→ **ANHAND DES MATERIALS**
1/ Beantworten Sie anhand der Entscheidung des Obersten Gerichtshofes die folgenden Fragen:
(a) Wer führte in der Rechtssache den Vorsitz?
(b) Gegen welches Urteil richtete sich die außerordentliche Revision?
(c) Was wurde mit der außerordentlichen Revision der klagenden Parteien entschieden?
2/ Kopieren Sie aus der Entscheidung des Obersten Gerichtshofes den Abschnitt wortgetreu, der bei den Worten „Die außerordentliche Revision“ beginnt, und hören Sie nach „Abs 3 ZPO).“ auf.

→ **ZITIERTER AUSZUG**
OGH 4Ob2163/96h

OGH4Ob2163/96h9.7.1996

Der Oberste Gerichtshof hat durch den Vizepräsidenten des Obersten Gerichtshofes Hon.Prof.Dr.Gamerith als Vorsitzenden sowie durch die Hofräte des Obersten Gerichtshofes Dr.Kodek, Dr.Niederreiter, Dr. Schalich und Dr. Griß als weitere Richter in der Rechtssache der klagenden Parteien 1. Erika V*****, 2. Adolf V*****, beide vertreten durch Dr. Erich Proksch und Dr. Diethard Schimmer, Rechtsanwälte in Wien, wider die beklagte Partei K***** GesellschaftmbH, ***** vertreten durch Dr.Wolfgang Waldeck und Dr.Hubert Hasenauer, Rechtsanwälte in Wien, wegen S 639.609,24 sA, infolge außerordentlicher Revision der klagenden Parteien gegen das Urteil des Oberlandesgerichtes Wien als Berufungsgericht vom 16.Jänner 1996, GZ 12 R 217/95-70, den

Beschluß

gefaßt:

 

Spruch:

Die außerordentliche Revision der klagenden Parteien wird gemäß § 508 a Abs 2 ZPO mangels der Voraussetzungen des § 502 Abs 1 ZPO zurückgewiesen (§ 510 Abs 3 ZPO).

→ **INFORMATIONEN**
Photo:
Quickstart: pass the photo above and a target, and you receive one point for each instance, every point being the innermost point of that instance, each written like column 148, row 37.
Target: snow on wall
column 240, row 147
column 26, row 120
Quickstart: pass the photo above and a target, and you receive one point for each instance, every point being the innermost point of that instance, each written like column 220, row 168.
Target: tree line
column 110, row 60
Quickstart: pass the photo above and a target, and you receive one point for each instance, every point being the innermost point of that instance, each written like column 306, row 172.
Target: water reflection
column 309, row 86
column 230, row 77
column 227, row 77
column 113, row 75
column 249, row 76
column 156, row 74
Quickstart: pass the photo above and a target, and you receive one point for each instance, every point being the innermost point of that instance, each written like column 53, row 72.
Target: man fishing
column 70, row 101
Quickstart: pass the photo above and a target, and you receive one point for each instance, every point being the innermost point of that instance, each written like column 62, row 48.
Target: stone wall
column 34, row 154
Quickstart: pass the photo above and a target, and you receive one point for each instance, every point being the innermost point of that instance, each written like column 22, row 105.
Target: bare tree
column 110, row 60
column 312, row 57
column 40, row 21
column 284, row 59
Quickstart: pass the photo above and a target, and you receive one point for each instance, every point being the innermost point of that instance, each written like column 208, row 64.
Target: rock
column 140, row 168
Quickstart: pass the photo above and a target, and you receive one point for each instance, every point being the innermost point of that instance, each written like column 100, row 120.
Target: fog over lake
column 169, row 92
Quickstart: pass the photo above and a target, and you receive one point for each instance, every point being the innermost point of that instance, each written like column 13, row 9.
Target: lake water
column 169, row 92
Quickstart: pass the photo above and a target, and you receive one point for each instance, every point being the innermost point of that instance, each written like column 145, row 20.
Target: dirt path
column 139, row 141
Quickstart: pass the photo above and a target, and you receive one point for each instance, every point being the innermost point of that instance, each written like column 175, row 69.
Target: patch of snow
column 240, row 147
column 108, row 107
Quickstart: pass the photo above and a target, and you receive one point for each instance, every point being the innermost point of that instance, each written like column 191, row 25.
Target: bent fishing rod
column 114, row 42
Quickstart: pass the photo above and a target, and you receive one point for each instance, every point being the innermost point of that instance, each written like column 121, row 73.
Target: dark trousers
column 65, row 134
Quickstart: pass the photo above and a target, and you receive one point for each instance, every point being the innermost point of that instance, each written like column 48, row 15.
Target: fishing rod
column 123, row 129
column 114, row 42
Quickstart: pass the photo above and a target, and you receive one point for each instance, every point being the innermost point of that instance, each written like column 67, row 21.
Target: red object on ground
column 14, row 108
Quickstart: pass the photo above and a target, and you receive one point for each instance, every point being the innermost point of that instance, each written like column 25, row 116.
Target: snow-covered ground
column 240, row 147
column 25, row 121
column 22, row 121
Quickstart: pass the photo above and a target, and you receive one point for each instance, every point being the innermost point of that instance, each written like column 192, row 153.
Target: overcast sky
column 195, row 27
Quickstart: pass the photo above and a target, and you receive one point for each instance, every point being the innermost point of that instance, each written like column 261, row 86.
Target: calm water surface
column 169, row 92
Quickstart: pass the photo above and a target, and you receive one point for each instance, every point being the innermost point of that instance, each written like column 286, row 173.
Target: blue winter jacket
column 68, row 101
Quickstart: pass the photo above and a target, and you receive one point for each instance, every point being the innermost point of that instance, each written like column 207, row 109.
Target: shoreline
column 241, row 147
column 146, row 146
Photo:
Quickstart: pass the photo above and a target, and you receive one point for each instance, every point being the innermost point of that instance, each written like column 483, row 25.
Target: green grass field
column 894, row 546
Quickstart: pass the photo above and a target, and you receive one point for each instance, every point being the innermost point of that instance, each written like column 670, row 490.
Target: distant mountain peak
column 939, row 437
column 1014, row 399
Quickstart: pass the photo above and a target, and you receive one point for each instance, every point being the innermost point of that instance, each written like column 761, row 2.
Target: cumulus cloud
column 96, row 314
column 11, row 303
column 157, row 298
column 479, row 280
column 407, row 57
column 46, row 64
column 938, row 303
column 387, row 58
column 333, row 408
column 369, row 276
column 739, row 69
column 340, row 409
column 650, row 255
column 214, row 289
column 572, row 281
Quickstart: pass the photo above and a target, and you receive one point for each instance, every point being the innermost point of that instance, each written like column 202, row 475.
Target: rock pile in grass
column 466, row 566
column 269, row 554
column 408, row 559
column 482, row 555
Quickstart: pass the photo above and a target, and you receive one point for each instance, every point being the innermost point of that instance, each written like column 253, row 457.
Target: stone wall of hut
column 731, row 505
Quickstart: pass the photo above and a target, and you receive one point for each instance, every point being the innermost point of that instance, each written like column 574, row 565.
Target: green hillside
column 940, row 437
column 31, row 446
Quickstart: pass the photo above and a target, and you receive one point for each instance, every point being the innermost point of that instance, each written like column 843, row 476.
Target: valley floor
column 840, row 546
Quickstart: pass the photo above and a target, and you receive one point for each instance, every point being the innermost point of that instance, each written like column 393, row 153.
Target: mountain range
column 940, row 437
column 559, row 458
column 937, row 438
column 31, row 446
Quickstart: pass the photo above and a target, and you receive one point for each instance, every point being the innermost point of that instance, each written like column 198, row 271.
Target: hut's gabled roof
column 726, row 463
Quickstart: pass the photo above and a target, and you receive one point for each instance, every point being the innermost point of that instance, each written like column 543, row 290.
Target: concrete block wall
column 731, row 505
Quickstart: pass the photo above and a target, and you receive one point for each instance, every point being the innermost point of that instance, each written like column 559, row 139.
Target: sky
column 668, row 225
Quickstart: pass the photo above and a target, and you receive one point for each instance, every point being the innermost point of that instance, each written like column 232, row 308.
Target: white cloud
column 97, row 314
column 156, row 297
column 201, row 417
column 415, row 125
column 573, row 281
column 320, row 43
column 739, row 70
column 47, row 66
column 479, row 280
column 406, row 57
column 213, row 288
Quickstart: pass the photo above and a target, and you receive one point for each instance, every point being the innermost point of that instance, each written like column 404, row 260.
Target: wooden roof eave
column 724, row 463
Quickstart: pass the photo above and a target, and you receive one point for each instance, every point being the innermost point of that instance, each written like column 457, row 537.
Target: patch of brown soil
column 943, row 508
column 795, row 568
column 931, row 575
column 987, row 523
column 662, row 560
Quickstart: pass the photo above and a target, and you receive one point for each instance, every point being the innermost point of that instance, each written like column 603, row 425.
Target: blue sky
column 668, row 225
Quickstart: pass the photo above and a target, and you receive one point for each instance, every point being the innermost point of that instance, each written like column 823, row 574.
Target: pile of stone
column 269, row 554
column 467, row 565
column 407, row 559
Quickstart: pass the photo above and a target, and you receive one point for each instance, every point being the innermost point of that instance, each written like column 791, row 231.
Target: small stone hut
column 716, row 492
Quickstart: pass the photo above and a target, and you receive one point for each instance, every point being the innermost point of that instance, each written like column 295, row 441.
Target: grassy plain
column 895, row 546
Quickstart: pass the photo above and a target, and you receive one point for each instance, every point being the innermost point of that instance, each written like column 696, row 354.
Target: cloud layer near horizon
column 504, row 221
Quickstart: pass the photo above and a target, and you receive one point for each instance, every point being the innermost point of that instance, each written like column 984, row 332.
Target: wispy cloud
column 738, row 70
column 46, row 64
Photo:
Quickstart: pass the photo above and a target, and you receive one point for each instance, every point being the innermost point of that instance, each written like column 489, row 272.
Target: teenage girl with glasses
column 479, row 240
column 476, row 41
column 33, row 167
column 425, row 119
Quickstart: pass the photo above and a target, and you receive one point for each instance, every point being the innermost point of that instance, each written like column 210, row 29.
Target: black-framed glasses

→ **GEGEBENE ANTWORTEN**
1/
(a) Der Vizepräsident des Obersten Gerichtshofes Hon.Prof.Dr.Gamerith.
(b) Gegen das Urteil des Oberlandesgerichtes Wien als Berufungsgericht vom 16.Jänner 1996, GZ 12 R 217/95-70.
(c) Sie wurde gemäß § 508 a Abs 2 ZPO mangels der Voraussetzungen des § 502 Abs 1 ZPO zurückgewiesen (§ 510 Abs 3 ZPO).

2/
Die außerordentliche Revision der klagenden Parteien wird gemäß § 508 a Abs 2 ZPO mangels der Voraussetzungen des § 502 Abs 1 ZPO zurückgewiesen (§ 510 Abs 3 ZPO).